■ Brief:
Revise the lines from the one containing "[mark] the wooden stilt" through the end of the entries, replacing "wooden" with "timber" everywhere and leaving everything else unchanged.

■ Material for the task:
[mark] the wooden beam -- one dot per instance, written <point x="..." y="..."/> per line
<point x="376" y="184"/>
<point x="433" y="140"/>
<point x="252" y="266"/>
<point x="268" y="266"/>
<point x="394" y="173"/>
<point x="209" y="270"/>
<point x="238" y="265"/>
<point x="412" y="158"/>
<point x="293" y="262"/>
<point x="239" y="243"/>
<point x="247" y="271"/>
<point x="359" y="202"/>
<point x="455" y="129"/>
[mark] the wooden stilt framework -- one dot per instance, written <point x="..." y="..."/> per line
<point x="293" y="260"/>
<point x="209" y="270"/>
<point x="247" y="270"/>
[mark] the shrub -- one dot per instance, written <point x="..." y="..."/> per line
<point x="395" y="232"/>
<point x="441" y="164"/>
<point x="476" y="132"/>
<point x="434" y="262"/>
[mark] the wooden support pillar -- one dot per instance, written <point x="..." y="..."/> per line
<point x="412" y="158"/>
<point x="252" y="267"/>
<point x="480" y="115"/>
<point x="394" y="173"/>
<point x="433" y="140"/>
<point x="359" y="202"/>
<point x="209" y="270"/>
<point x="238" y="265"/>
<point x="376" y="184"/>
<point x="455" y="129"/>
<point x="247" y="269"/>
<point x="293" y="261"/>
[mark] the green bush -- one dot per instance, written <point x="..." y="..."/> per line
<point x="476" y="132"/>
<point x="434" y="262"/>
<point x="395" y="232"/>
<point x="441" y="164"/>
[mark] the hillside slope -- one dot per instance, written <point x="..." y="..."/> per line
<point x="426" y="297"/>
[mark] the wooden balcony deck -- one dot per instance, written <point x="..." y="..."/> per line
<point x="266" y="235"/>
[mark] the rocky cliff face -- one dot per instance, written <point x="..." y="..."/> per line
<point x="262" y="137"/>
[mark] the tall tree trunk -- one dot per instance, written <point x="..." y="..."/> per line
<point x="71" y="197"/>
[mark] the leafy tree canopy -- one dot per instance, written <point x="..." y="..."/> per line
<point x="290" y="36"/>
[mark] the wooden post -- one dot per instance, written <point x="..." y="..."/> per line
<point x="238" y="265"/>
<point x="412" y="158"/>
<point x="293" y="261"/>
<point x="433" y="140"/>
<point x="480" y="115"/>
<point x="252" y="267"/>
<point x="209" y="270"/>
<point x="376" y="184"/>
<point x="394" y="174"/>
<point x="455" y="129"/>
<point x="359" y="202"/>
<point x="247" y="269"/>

■ Written answer:
[mark] the timber stilt framework -- one dot per instance, written <point x="..." y="..."/> per line
<point x="293" y="260"/>
<point x="209" y="270"/>
<point x="247" y="270"/>
[mark] the shrub -- one dot per instance, written <point x="..." y="..."/> per line
<point x="395" y="232"/>
<point x="441" y="164"/>
<point x="476" y="132"/>
<point x="434" y="262"/>
[mark] the timber support pillar -- one dot per instance, written <point x="..." y="..."/> per line
<point x="412" y="158"/>
<point x="252" y="267"/>
<point x="480" y="115"/>
<point x="394" y="173"/>
<point x="433" y="140"/>
<point x="359" y="202"/>
<point x="209" y="270"/>
<point x="238" y="265"/>
<point x="376" y="184"/>
<point x="455" y="129"/>
<point x="247" y="269"/>
<point x="293" y="261"/>
[mark] the green bush -- one dot per instance, written <point x="..." y="..."/> per line
<point x="476" y="132"/>
<point x="434" y="262"/>
<point x="395" y="232"/>
<point x="441" y="164"/>
[mark] the hillside slope -- one dot per instance, written <point x="..." y="..."/> per line
<point x="426" y="297"/>
[mark] the timber balcony deck -- one dot per instance, written <point x="..." y="..."/> per line
<point x="266" y="235"/>
[mark] the rocky cliff face -- one dot per instance, written <point x="..." y="..."/> per line
<point x="262" y="137"/>
[mark] the tall tree trunk -- one dot per instance, written <point x="..." y="..."/> per line
<point x="71" y="197"/>
[mark] the leafy tree canopy -- one dot per instance, written <point x="..." y="..."/> per line
<point x="290" y="36"/>
[mark] the timber post -- one dot per instance, written <point x="..." y="..."/> per line
<point x="238" y="265"/>
<point x="412" y="158"/>
<point x="293" y="261"/>
<point x="433" y="140"/>
<point x="480" y="115"/>
<point x="252" y="267"/>
<point x="209" y="270"/>
<point x="376" y="184"/>
<point x="394" y="174"/>
<point x="455" y="129"/>
<point x="359" y="202"/>
<point x="247" y="269"/>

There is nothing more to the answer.